> [What the task requires]
Please copy all of the material below word for word, leaving out the pictures.

* begin Record excerpts *

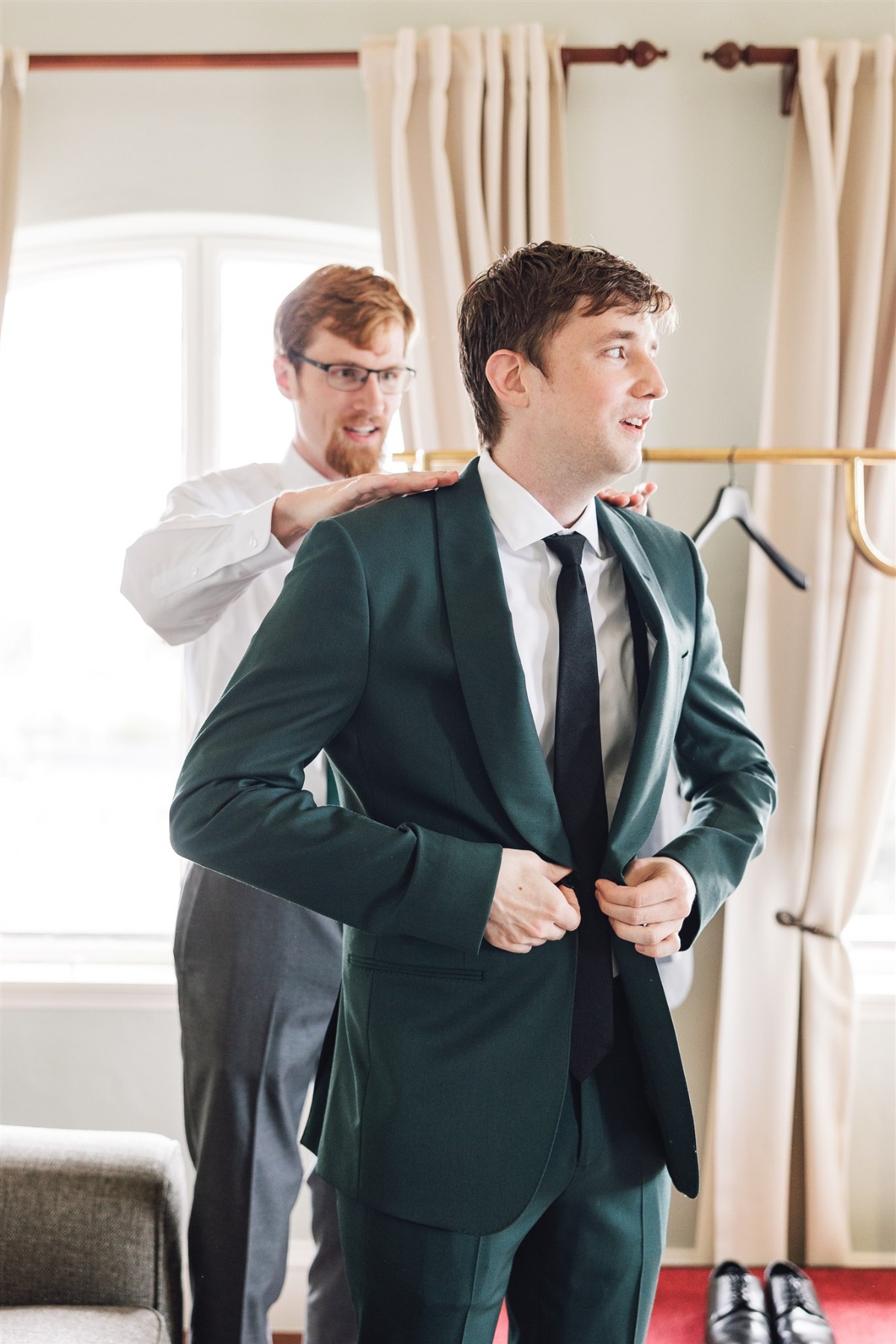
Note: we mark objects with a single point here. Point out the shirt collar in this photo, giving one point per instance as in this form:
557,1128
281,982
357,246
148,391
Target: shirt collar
521,519
296,472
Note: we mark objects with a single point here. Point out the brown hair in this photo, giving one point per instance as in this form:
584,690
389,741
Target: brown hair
527,296
352,302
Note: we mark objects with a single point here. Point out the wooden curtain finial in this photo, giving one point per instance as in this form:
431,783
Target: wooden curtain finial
729,55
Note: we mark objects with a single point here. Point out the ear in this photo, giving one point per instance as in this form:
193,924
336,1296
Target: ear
509,376
287,378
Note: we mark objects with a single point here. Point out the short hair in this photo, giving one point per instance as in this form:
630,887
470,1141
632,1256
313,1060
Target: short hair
352,302
527,296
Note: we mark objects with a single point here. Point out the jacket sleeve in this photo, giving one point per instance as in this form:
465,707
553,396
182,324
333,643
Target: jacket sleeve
184,573
240,806
724,771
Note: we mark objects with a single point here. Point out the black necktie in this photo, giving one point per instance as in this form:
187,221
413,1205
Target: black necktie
578,784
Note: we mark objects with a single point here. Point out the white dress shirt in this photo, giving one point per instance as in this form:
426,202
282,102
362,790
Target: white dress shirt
531,573
210,571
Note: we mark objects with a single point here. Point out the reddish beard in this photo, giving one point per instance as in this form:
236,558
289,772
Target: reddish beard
354,458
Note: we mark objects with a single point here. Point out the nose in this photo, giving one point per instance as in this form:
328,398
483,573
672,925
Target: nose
370,396
649,382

* end Record excerpts *

> [The completed task]
Note: we mark objects with a single point here. Point out the shirt collar in this photo, giving one point per instance as in this form:
557,1128
281,982
357,246
148,391
Target: shirt collar
521,519
296,472
Note: we mark objects with a single point here. Point out the brown hair in this photo, giving one point per instance as in this form:
584,690
389,741
Target: brown hair
527,296
352,302
Note: we mark objects with a single point here. Point out the wooden curtain finial in this photo, giving one point per instance as in this form:
431,783
Target: wooden curtain finial
729,55
Note: we mark objects with a single point here. Point out the ear in this photo, giving one point per instance as in this form:
193,924
336,1296
Target: ear
509,376
287,378
Note: we mark objects with a single point here. Point out the short hair in this photo, giving one point per instance as in this form:
630,887
470,1141
632,1256
313,1060
Target: short hair
352,302
527,296
Note: we mark objects with a single point here. Point out the jacket sleeve in this photo, giving one point per instance as in this form:
465,707
553,396
182,324
333,643
Target: jacket sleeve
184,573
240,806
724,771
Note: we mark objects with a single point here. Point out the black necktie in this photo, giving one point per instance as in this form:
187,221
413,1205
Target: black necktie
578,784
Note: we mark objects with a single point here. Point out the white dress shirt in this photo, giving one point per instance as in this form:
426,202
282,102
362,790
Target: white dress shirt
531,573
210,571
Note: we mark objects with a single point here. Point out the reddish beard in this photo, giving one point per instance as in this form:
236,558
289,772
Target: reddish beard
354,458
Note: we mark objects with a single point here. Point out the nose in this photo, giving one point per instance as in this form:
328,398
483,573
672,925
Target: nose
370,396
649,382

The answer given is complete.